EXTRAIT FOURNI:

====

Ajout du 25 mai : Bon, renseignements pris, et c’était pas dur de lire le décret de classement en RNN 86-53 du 9/01/1986, « … la partie du DPM sise dans le chenal du Bassin d’Arcachon (…) désignée aux plans annexés au présent décret comprenant le banc d’Arguin et autour de lui une zone d’un rayon d’un mille marin à partir de la ligne atteinte aux pleines mers de coefficient 45, au nord, à l’ouest et au sud et limité à l’est par une ligne fictive située à mi distance entre le banc d’Arguin et la côte, et parallèle à celle-ci. »

La réponse à ma question de périmètre est donc : c’est selon que l’on considère que le Toulinguet (sur l’autre rive du chenal de passe) fait partie du « banc d’Arguin », ou non. À votre avis ?

2° et puis il y a cette ZPI : « Zone de protection intégrale ». Édictée et mise en place il y a quelques années (de mémoire, vers 2006 ?) Dont l’emprise se développe depuis le décret de 86 plus vite que l’inflation, si l’on compare avec les précédentes cartes. On constate grâce à la « cartographie » de la SEPANSO qu’elle interdit l’accès à près de la moitié du banc, dans sa configuration actuelle. Encore des questions sur son opportunité et ses résultats, mais aussi un simple raisonnement. Pas la peine d’aller cherche bien loin pourquoi la densité de bateaux augmente sur le banc, les quelques jours de forte affluence : il suffit de diviser les côtes abordables par 2 pour multiplier a densité par 2 sur le reliquat d’espace. Et voilà comment on fabrique des stats alarmantes sur l’impact des activités de plaisance.

Et pendant ce temps, le kitesurf est toujours interdit dans l’emprise de la réserve naturelle. Déjà en 2005, mon billet dénonçant cette absurdité.

====

CONSIGNE A: Convertissez toutes les lignes des enregistrements fournis en une liste JSON de chaînes, à raison d'une chaîne par ligne, en omettant les lignes vides.
L'extrait et les enregistrements n'ont aucun lien entre eux.

ENREGISTREMENTS FOURNIS:
====

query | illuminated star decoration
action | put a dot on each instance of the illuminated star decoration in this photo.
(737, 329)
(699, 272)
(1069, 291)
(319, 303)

====

CONSIGNE B: Recopiez mot pour mot le passage de l'extrait sur le banc d'Arguin compris entre « La réponse à » et « votre avis ? », ces deux bornes incluses.

RÉPONSE A:
[
  "query | illuminated star decoration",
  "action | put a dot on each instance of the illuminated star decoration in this photo.",
  "(737, 329)",
  "(699, 272)",
  "(1069, 291)",
  "(319, 303)"
]

RÉPONSE B:
La réponse à ma question de périmètre est donc : c’est selon que l’on considère que le Toulinguet (sur l’autre rive du chenal de passe) fait partie du « banc d’Arguin », ou non. À votre avis ?